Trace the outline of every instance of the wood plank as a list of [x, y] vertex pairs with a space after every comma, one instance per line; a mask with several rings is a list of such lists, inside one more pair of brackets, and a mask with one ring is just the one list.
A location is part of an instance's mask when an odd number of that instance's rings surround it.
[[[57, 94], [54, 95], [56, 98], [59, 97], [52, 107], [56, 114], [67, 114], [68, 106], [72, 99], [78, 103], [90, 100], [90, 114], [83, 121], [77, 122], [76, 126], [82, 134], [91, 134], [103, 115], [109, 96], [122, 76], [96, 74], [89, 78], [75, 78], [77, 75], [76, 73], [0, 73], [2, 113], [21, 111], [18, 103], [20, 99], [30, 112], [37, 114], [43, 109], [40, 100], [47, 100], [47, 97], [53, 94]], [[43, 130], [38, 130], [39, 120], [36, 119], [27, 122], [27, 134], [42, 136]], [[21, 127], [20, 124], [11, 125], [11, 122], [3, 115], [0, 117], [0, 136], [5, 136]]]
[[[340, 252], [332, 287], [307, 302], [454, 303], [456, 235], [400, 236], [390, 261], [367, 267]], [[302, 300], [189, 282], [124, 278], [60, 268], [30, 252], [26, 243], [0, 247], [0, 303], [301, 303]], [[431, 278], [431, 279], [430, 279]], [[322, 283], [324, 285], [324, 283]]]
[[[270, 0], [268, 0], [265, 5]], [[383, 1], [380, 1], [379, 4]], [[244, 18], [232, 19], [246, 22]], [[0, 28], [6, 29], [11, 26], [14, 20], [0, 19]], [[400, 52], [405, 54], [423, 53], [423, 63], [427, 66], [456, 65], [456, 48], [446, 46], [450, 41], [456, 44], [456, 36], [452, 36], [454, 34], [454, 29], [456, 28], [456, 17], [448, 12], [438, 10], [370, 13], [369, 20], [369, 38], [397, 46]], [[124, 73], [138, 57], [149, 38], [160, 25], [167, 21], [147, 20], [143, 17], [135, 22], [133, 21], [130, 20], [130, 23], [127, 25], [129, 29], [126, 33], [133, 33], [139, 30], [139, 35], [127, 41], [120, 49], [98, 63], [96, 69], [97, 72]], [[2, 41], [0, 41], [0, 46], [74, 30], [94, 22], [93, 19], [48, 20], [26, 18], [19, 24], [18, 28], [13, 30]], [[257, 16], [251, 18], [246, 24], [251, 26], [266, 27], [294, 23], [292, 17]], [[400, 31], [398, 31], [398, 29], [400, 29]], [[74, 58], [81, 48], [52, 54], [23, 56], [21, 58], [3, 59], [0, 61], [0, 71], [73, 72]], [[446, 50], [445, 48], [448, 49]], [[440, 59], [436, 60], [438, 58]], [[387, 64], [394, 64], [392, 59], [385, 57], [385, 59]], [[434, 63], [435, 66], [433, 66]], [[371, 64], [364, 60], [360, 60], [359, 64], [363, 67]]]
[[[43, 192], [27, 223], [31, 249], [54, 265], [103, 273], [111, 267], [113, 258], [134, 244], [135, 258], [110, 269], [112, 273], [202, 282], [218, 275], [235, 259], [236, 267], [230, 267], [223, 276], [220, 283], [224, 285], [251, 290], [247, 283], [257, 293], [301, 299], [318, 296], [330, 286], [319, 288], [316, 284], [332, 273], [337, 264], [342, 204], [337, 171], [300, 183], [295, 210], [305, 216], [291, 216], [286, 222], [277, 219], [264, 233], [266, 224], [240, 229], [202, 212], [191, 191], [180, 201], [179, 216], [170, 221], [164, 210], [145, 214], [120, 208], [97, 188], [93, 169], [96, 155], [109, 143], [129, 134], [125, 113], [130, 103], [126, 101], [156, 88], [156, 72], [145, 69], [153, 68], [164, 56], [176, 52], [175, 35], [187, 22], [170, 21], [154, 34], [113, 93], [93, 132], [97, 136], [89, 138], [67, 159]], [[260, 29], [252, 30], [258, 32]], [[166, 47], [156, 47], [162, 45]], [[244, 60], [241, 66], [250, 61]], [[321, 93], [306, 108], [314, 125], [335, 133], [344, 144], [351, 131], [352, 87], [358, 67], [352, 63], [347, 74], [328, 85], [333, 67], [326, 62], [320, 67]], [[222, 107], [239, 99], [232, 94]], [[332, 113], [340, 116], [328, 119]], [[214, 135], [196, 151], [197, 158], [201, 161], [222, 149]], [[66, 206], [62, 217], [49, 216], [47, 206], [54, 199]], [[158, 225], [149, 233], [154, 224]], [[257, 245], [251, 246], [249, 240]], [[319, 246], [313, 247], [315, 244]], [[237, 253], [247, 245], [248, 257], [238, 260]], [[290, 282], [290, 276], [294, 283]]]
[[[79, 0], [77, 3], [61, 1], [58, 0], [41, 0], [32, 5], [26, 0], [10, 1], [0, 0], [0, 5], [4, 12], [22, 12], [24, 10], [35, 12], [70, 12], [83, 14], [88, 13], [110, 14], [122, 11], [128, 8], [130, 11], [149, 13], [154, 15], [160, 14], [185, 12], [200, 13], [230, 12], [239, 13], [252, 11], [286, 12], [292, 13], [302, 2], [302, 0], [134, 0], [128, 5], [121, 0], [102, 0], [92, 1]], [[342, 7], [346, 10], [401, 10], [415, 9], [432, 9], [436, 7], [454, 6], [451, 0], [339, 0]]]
━━━━━━
Extract every line of the listing above and reproduce each one character for character.

Trace the outline of every instance of the wood plank as a list of [x, y] vertex pairs with a space after every comma, one instance per line; a mask with several rings is a list of such lists, inside one more pair of brackets, and a mask with one ring is just the one list.
A location is part of an instance's mask when an odd number of that instance's rings surround it.
[[[57, 94], [54, 95], [56, 98], [59, 97], [52, 107], [56, 114], [67, 114], [68, 106], [72, 99], [78, 103], [90, 100], [90, 114], [83, 121], [77, 122], [76, 126], [82, 134], [91, 134], [103, 115], [109, 96], [122, 76], [96, 74], [89, 78], [75, 78], [77, 75], [76, 73], [0, 73], [2, 113], [21, 111], [18, 103], [20, 99], [30, 112], [37, 114], [43, 109], [40, 100], [47, 100], [47, 97], [53, 94]], [[43, 130], [38, 130], [39, 120], [36, 119], [27, 122], [27, 134], [42, 136]], [[21, 127], [20, 124], [11, 125], [11, 122], [3, 115], [0, 117], [0, 136], [5, 136]]]
[[[340, 252], [332, 287], [307, 302], [454, 303], [456, 235], [400, 236], [390, 261], [367, 267]], [[302, 300], [189, 282], [124, 278], [60, 268], [30, 252], [26, 243], [0, 247], [0, 303], [301, 303]], [[431, 278], [431, 279], [430, 279]], [[322, 283], [324, 285], [324, 283]]]
[[[270, 0], [268, 0], [265, 5]], [[383, 1], [380, 1], [379, 4]], [[244, 18], [232, 19], [246, 22]], [[0, 28], [6, 29], [11, 26], [14, 20], [0, 19]], [[400, 52], [405, 54], [423, 53], [423, 63], [427, 66], [456, 65], [456, 48], [446, 46], [450, 41], [456, 44], [456, 36], [452, 36], [454, 34], [454, 29], [456, 28], [456, 17], [448, 12], [438, 10], [370, 13], [369, 20], [369, 38], [397, 46]], [[124, 73], [138, 57], [149, 38], [160, 25], [167, 21], [147, 20], [143, 17], [135, 22], [133, 21], [130, 20], [130, 23], [127, 25], [129, 29], [126, 33], [133, 33], [139, 30], [139, 35], [127, 41], [120, 49], [98, 63], [96, 69], [97, 72]], [[2, 41], [0, 41], [0, 46], [74, 30], [94, 22], [93, 19], [48, 20], [26, 18], [19, 24], [18, 28], [13, 30]], [[257, 16], [251, 18], [246, 24], [251, 26], [266, 27], [294, 23], [292, 17]], [[400, 31], [398, 31], [398, 29], [400, 29]], [[74, 58], [81, 48], [52, 54], [23, 56], [21, 58], [3, 59], [0, 61], [0, 71], [73, 72]], [[446, 50], [445, 48], [448, 49]], [[440, 59], [436, 60], [438, 58]], [[387, 64], [394, 64], [392, 59], [385, 57], [385, 59]], [[434, 63], [435, 66], [433, 66]], [[371, 64], [364, 60], [360, 60], [359, 64], [363, 67]]]
[[[43, 192], [27, 223], [31, 249], [54, 265], [103, 273], [111, 267], [113, 258], [134, 244], [135, 258], [110, 269], [112, 273], [202, 282], [218, 275], [235, 259], [236, 267], [230, 267], [223, 276], [220, 283], [224, 285], [251, 290], [247, 283], [257, 293], [301, 299], [318, 296], [330, 286], [319, 288], [316, 284], [332, 273], [337, 264], [342, 204], [337, 171], [300, 183], [295, 210], [305, 216], [291, 216], [286, 222], [277, 219], [264, 233], [266, 224], [240, 229], [202, 212], [191, 191], [180, 201], [179, 216], [170, 221], [164, 210], [145, 214], [120, 208], [97, 188], [93, 169], [96, 155], [109, 143], [129, 134], [125, 113], [130, 103], [126, 101], [156, 88], [156, 72], [145, 69], [153, 68], [164, 56], [176, 52], [175, 35], [187, 22], [170, 21], [154, 34], [113, 93], [93, 132], [97, 136], [89, 138], [67, 159]], [[260, 29], [252, 30], [258, 32]], [[166, 47], [156, 47], [162, 45]], [[244, 60], [241, 66], [250, 61]], [[321, 93], [306, 108], [314, 125], [335, 133], [344, 144], [351, 131], [352, 87], [358, 67], [352, 63], [347, 74], [328, 85], [333, 67], [326, 62], [320, 67]], [[222, 107], [239, 99], [232, 94]], [[332, 113], [340, 116], [328, 119]], [[214, 135], [196, 151], [197, 158], [201, 161], [222, 149]], [[66, 206], [62, 217], [49, 216], [47, 206], [54, 199]], [[158, 225], [149, 233], [154, 224]], [[257, 245], [251, 246], [249, 240]], [[319, 246], [313, 247], [315, 244]], [[237, 253], [247, 245], [248, 257], [238, 260]], [[290, 282], [290, 276], [294, 283]]]
[[[79, 0], [77, 3], [61, 1], [58, 0], [41, 0], [32, 5], [26, 0], [10, 1], [0, 0], [0, 5], [4, 12], [22, 12], [24, 10], [35, 12], [70, 12], [83, 14], [88, 13], [110, 14], [122, 11], [128, 8], [130, 11], [149, 13], [154, 15], [160, 14], [185, 12], [200, 13], [230, 12], [239, 13], [252, 11], [286, 12], [292, 13], [302, 2], [302, 0], [134, 0], [128, 5], [121, 0], [102, 0], [92, 1]], [[342, 7], [346, 10], [401, 10], [415, 9], [432, 9], [436, 7], [454, 6], [451, 0], [339, 0]]]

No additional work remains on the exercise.